▶ [Text segment]
# # # # # # #

Did You Have Fun?

*This article contains spoilers for the Apple TV+ show Ted Lasso

Ted Lasso first premiered in August of 2020 during the COVID-19 pandemic. The show centers on a charming American football coach who’s been signed on as the head coach of an English Premier League soccer club, AFC Richmond. There’s just one snag: Lasso has no experience with soccer. The result is a hilarious culture clash, in which Coach Lasso has to win over the team owner (who wants him to fail) as well as his players (who think he’s an idiot), so that he can lead the team to victory.

 

Messy Relationships
In some ways, Ted Lasso was exactly what everyone needed during the pandemic. It’s funny, heartwarming, redemptive, and a pleasure to watch. The pandemic has had many people feeling low and a show like this can help bring a little humor and happiness into our lives.

But there is an aspect of this show that needs to be addressed: sex. While the show is free of explicit scenes, sex is frequently a topic of discussion in one form or another. Central to the plot are the problems of team owner, Rebecca Welton. Rebecca has recently separated from her husband, Rupert Mannion, after his unfaithfulness and various sexual escapades with younger women are revealed. Rupert is a nasty character who continues to exert his influence over the AFC Richmond franchise, while lording it over his former wife, Rebecca.

The show clearly portrays Rupert as the bad guy, and Rebecca’s grief and anger over Rupert’s actions take up much screen time. When Ted Lasso joins the team as the coach, he becomes a sympathetic ear for Rebecca, even defending her against Rupert’s schemes. We also learn that Lasso has his own experience with divorce. In the first season, Ted and his wife, Michelle, are trying to make their marriage work. We don’t learn the exact nature of the problem in season one, only that Michelle doesn’t have the same feelings for Ted that she did when they first got married. Episode five ends with Ted telling Michelle that she doesn’t have to try anymore. Michelle comforts Ted by telling him he isn’t giving up on the marriage, he’s just letting her go.

Episode seven has Ted signing the divorce papers to make it official. The episode ends when a friend of Rebecca’s walks into Ted’s hotel room to sleep with him. The next time we see Ted, he is wrestling over his decision about whether he should have slept with her, especially after just getting divorced from Michelle. His friends blow it off, asking him the simple question, “Did you have fun?” This, it seems, is all that matters.

Meanwhile, team superstar, Jamie Tartt, and the fading team captain, Roy Kent, are vying for the affections of Keeley Jones, a model and the team’s marketing director. At the beginning of the show, Keeley is dating Jamie. However, she eventually breaks off their relationship because of Jamie’s lack of commitment and his habit of flaunting himself in front of other women. The day after the breakup, Keeley visits Jamie’s house to make up with him, only to realize that he has already slept with another woman.

Roy, seeing an opening, starts taking an interest in Keeley, but Keeley remains unsure of his affections. So, when Jamie visits her a few weeks later, she willingly sleeps with him, despite what seemed like a potential relationship with Roy. This infuriates Roy until his coaches tell him to get over it, grow up, and ask Keeley out. Roy, too, it seems has slept with many women over the course of his life, so he shouldn’t be bothered. Roy goes back to Keeley and states that he’s gotten over what happened between her and Jamie and wants to go out with her.

# # # # # # #

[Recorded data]
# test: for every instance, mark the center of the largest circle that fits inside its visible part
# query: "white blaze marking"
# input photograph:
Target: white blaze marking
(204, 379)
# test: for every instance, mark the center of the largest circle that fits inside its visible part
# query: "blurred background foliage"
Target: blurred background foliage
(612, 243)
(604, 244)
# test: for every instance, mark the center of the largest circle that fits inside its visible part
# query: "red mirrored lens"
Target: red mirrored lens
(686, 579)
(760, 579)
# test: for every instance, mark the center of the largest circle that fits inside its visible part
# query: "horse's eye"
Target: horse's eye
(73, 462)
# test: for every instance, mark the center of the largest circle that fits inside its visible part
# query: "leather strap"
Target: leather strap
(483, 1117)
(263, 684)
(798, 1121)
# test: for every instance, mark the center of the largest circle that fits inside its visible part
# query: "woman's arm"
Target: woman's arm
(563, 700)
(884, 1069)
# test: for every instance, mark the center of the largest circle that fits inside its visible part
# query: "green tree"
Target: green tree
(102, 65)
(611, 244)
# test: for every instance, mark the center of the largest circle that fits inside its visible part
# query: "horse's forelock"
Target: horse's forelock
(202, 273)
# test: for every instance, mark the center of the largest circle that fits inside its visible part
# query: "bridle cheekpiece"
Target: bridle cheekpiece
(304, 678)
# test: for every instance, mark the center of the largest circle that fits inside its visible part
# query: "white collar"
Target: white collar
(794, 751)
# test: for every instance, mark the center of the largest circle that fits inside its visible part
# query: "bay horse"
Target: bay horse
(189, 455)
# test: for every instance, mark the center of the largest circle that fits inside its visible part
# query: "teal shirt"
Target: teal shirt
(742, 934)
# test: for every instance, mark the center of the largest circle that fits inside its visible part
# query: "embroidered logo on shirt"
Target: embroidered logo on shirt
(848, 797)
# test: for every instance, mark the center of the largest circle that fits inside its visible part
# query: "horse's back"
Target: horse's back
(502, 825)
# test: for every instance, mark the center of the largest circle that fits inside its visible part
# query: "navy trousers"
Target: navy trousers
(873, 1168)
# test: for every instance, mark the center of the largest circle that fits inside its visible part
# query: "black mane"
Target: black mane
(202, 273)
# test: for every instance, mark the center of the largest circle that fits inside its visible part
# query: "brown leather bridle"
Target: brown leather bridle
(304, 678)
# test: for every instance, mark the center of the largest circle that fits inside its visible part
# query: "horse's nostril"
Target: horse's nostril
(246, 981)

# # # # # # #

▶ [Activities]
• A. In the Ted Lasso article, what question do Ted's friends ask him after he sleeps with Rebecca's friend?
• B. Continue the Ted Lasso article from where it stops.
This material has nothing to do with the Ted Lasso article.

▶ [Answers to the problems]
• A. "Did you have fun?"

• B.
It’s about What Feels Good
What’s the point of detailing all of these messy relationships? There are several directions we could go with this. We could talk about how in the show, sex really doesn’t seem to mean much—it’s cheap, it’s fun, and it’s not a big deal in the long run. We could talk about the shallow view of marriage—if you’re not feeling it anymore, it is fine and even right to get a divorce. We could talk about problems associated with hook-up culture, the effects of divorce on children, or the fragility of a commitment that is based solely on feelings. But beyond all this, there is something else to notice.

Throughout the show, Rupert is portrayed as the villain. Most people would agree that his actions are disgusting and wrong—being unfaithful to his wife by fooling around with much younger women. The character sort of makes you sick, and he is supposed to. Meanwhile, we are meant to laugh about and enjoy the sexual escapades of the other characters. So, on the one hand, the show celebrates the unhindered sexual expression of most of its characters. On the other, it condemns Rupert for cheating on his wife and sleeping with younger women. But if unhindered sexual expression is the rule, what makes Rupert’s actions wrong?

Of course, there is a key difference between Rupert and the other characters. Rupert was married while he was sleeping around. Furthermore, the other characters in the show aren’t trying to hurt anyone, while Rupert clearly intends to hurt Rebecca with his actions. Perhaps the outrage that is directed toward Rupert, both by characters and by the audience, signals that even secular culture doesn’t think that sexual expression should be totally free. If it hurts someone else, then it’s wrong.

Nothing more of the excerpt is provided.